### Wat moet je doen
Typ een stuk van de tekst over de voorstelling Caligula letterlijk over: begin bij de woorden "Hiervoor laat hij" en stop na "haast letterlijk ‘kinderspel’.".

### Fragment
■ ■ ■ ■ ■

Het theaterwerk van de jonge Irakese theatermaker Mokhallad Rasem is flitsend en fysiek, associatief en fragmentarisch opgebouwd, helder en beeldend in zijn ideeën. In zijn succesvoorstelling Irakese Geesten trachtte hij het concept ‘oorlog’ voelbaar te maken. In Caligula wil hij het publiek tonen hoe het leven in een dictatuur verloopt: welk conflict ontstaat er tussen het machteloze volk en de meedogenloze dictator?
Hiervoor laat hij zich inspireren door een klassieker: het absurdistisch-existentialistische stuk Caligula (1938, 1944) van de Franse filosoof Albert Camus. Maar Rasem maakt geen klassieke bewerking van de tekst(en), hij pelt het verhaal van de Romeinse keizer af tot op de kern: de wreedheid van de mens, en de perverse neiging van de mens plezier te hebben in die wreedheid. Aan de hand van gespeelde gruweldaden, authentieke videobeelden uit Irak, muziek en een circuspiste creëert Rasem een montage van indringende beelden. Martelen, uithongeren en vermoorden worden haast letterlijk ‘kinderspel’.

■ ■ ■ ■ ■

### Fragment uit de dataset
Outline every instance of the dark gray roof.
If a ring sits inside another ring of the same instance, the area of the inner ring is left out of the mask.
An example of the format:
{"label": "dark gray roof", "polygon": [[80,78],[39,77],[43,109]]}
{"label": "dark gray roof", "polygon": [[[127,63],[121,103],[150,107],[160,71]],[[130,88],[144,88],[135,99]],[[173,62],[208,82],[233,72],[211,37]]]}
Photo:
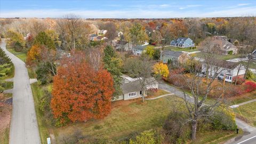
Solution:
{"label": "dark gray roof", "polygon": [[[157,81],[156,81],[154,77],[147,78],[146,81],[148,84],[153,83],[158,84]],[[126,83],[123,81],[121,85],[121,89],[123,91],[123,94],[141,91],[141,87],[139,79]]]}
{"label": "dark gray roof", "polygon": [[188,37],[179,37],[177,40],[178,39],[180,39],[180,40],[183,40],[184,41],[185,41],[186,40],[187,40],[187,39],[188,39]]}
{"label": "dark gray roof", "polygon": [[133,49],[137,49],[137,50],[140,50],[141,51],[144,50],[144,49],[146,48],[147,46],[146,45],[137,45],[135,47],[133,47]]}
{"label": "dark gray roof", "polygon": [[90,36],[91,36],[91,37],[96,37],[96,36],[98,36],[98,35],[96,35],[96,34],[92,34],[92,35],[91,35]]}
{"label": "dark gray roof", "polygon": [[164,55],[176,58],[179,58],[180,55],[181,55],[181,54],[182,54],[182,53],[183,53],[182,52],[176,52],[170,50],[165,50],[164,51]]}

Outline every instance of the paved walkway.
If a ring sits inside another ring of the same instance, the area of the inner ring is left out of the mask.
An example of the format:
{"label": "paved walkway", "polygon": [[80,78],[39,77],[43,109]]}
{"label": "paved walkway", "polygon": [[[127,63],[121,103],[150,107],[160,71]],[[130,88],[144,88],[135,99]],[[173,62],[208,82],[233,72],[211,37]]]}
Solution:
{"label": "paved walkway", "polygon": [[169,96],[169,95],[174,95],[174,93],[168,93],[168,94],[166,94],[162,95],[156,97],[155,97],[155,98],[146,98],[145,100],[155,100],[155,99],[159,99],[159,98],[163,98],[163,97]]}
{"label": "paved walkway", "polygon": [[24,62],[9,52],[6,45],[2,39],[0,47],[15,67],[9,143],[41,143],[28,70]]}

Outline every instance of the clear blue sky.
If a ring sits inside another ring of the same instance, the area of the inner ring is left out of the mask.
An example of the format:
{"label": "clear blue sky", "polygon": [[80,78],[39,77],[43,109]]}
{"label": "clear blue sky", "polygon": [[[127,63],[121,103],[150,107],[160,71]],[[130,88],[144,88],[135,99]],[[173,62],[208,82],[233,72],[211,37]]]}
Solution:
{"label": "clear blue sky", "polygon": [[0,0],[0,17],[167,18],[256,16],[254,1]]}

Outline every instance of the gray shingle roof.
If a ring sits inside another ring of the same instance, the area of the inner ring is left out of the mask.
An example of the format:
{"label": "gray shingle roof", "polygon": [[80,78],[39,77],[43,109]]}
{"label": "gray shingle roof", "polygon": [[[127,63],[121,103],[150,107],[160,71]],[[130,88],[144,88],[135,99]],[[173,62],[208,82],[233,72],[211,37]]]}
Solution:
{"label": "gray shingle roof", "polygon": [[[147,83],[148,83],[148,84],[158,84],[157,81],[156,81],[154,77],[147,78],[146,81],[147,81]],[[123,81],[121,87],[123,91],[123,94],[141,91],[141,87],[139,79],[136,79],[134,81],[130,81],[126,83],[125,83],[124,81]]]}
{"label": "gray shingle roof", "polygon": [[137,45],[133,47],[133,49],[137,49],[141,51],[143,51],[147,46],[146,45]]}

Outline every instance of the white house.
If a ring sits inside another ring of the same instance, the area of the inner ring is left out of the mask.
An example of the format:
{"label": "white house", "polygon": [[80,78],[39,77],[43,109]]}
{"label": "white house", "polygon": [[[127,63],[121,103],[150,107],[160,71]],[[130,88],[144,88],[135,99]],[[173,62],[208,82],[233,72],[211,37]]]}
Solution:
{"label": "white house", "polygon": [[186,48],[195,46],[193,41],[189,37],[179,37],[177,40],[174,39],[171,42],[172,46]]}
{"label": "white house", "polygon": [[[205,62],[202,65],[202,73],[206,74],[207,64]],[[208,73],[210,77],[214,76],[221,79],[225,79],[225,81],[233,82],[236,77],[243,77],[245,74],[245,68],[238,62],[225,60],[218,60],[214,65],[208,67]]]}
{"label": "white house", "polygon": [[117,41],[115,43],[115,47],[117,50],[128,51],[132,50],[132,44],[125,41]]}
{"label": "white house", "polygon": [[137,45],[132,48],[132,52],[133,53],[133,54],[135,55],[140,55],[142,54],[146,47],[146,45]]}
{"label": "white house", "polygon": [[102,30],[100,30],[100,31],[99,32],[99,34],[106,35],[107,32],[108,32],[108,31],[107,30],[102,29]]}
{"label": "white house", "polygon": [[[126,100],[141,98],[142,91],[139,79],[138,78],[133,78],[126,75],[123,75],[122,77],[122,84],[121,87],[123,94],[114,101]],[[147,83],[147,89],[158,89],[158,83],[154,77],[147,78],[146,81]]]}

■ ■ ■ ■ ■

### Het antwoord
Hiervoor laat hij zich inspireren door een klassieker: het absurdistisch-existentialistische stuk Caligula (1938, 1944) van de Franse filosoof Albert Camus. Maar Rasem maakt geen klassieke bewerking van de tekst(en), hij pelt het verhaal van de Romeinse keizer af tot op de kern: de wreedheid van de mens, en de perverse neiging van de mens plezier te hebben in die wreedheid. Aan de hand van gespeelde gruweldaden, authentieke videobeelden uit Irak, muziek en een circuspiste creëert Rasem een montage van indringende beelden. Martelen, uithongeren en vermoorden worden haast letterlijk ‘kinderspel’.